#### Texte de la page ####

Benoît XVI répondait aux questions de Andrzej Majewski, responsable des émissions catholiques pour la télévision publique polonaise

Voici les principaux passages de cet entretien exceptionnel:

A. Majewski – Saint Père, comment est née cette amitié et quand votre Sainteté a-t-elle connu le Cardinal Karol Wojtyla?

Benoît XVI – Personnellement, j’ai fait sa connaissance lors des deux pré-conclave et conclave de 1978. J’avais naturellement entendu parler du Cardinal Wojtyla, au départ surtout dans le contexte de l’échange de lettres entre les évêques polonais et allemands, en 1965. Les cardinaux allemands m’ont raconté combien le mérite et la contribution de l’Archevêque de Cracovie étaient grands et qu’il était vraiment l’âme de cette correspondance réellement historique. J’avais également eu écho, par des amis universitaires, de sa philosophie et de sa stature de penseur. Mais comme je l’ai dit, la première rencontre personnelle a eu lieu lors du conclave de 1978. Dès le départ, j’ai éprouvé une grande sympathie et, grâce à Dieu, sans l’avoir méritée, j’ai reçu dès le début le don de son amitié. Je suis reconnaissant de cette confiance qu’il m’a accordée, sans que je le mérite. Surtout en le voyant prier, j’ai vu et pas seulement compris, j’ai vu que c’était un homme de Dieu. Telle était l’impression fondamentale: un homme qui vit avec Dieu, et même en Dieu. Ensuite, j’ai été impressionné par sa cordialité sans préjugés vis-à-vis de moi. Au cours de ces rencontres du pré-conclave des cardinaux, il a pris plusieurs fois la parole et, là, j’ai eu l’occasion d’apprécier l’envergure du penseur. Ainsi était née, en toute simplicité, une amitié qui venait vraiment du cœur et, juste après son élection, le Pape m’a appelé plusieurs fois à Rome pour des entretiens et, à la fin, il m’a nommé préfet de la congrégation pour la Doctrine de la Foi.

A. Majewski – Donc, cette nomination et cette convocation à Rome n’ont pas été une surprise?

#### Données recueillies ####

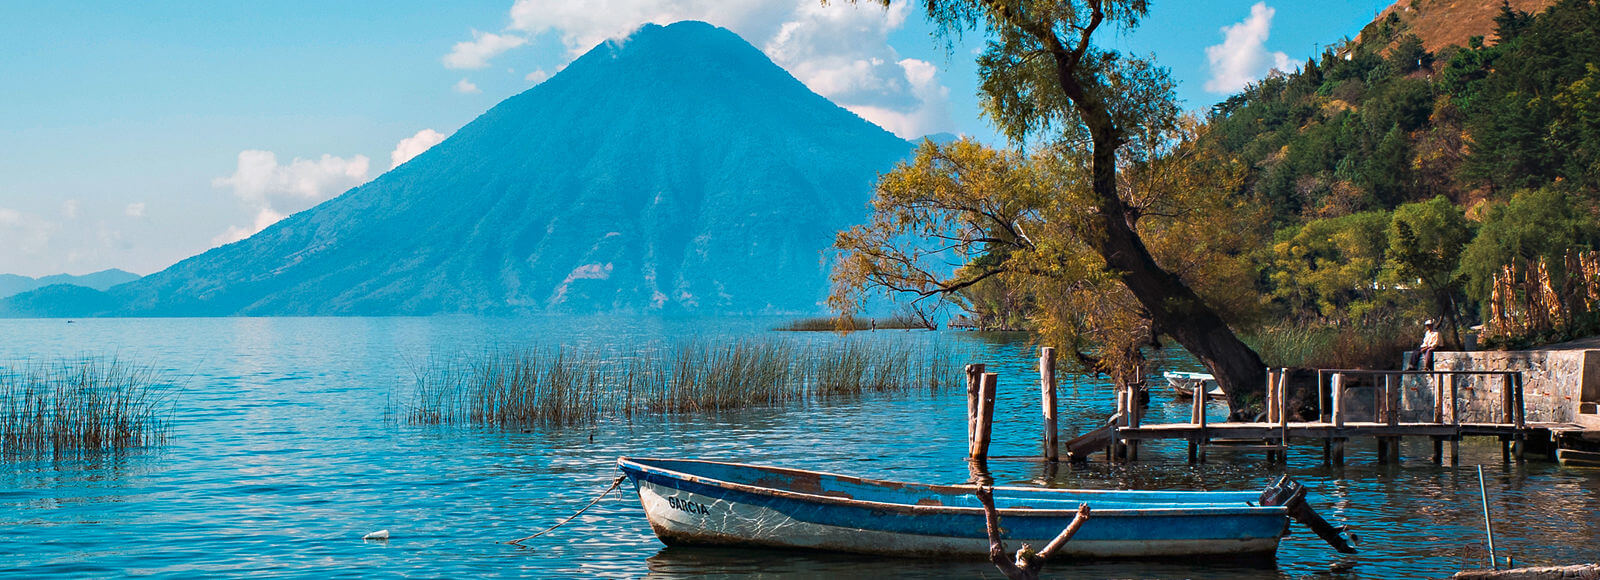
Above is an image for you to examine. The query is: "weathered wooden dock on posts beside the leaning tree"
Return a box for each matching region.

####

Tâche à traiter => Recopiez sans rien changer le passage de l'entretien avec Benoît XVI qui s'ouvre sur « Benoît XVI répondait » et se clôt sur « Cardinal Karol Wojtyla? ».

Tâche accomplie =>
Benoît XVI répondait aux questions de Andrzej Majewski, responsable des émissions catholiques pour la télévision publique polonaise

Voici les principaux passages de cet entretien exceptionnel:

A. Majewski – Saint Père, comment est née cette amitié et quand votre Sainteté a-t-elle connu le Cardinal Karol Wojtyla?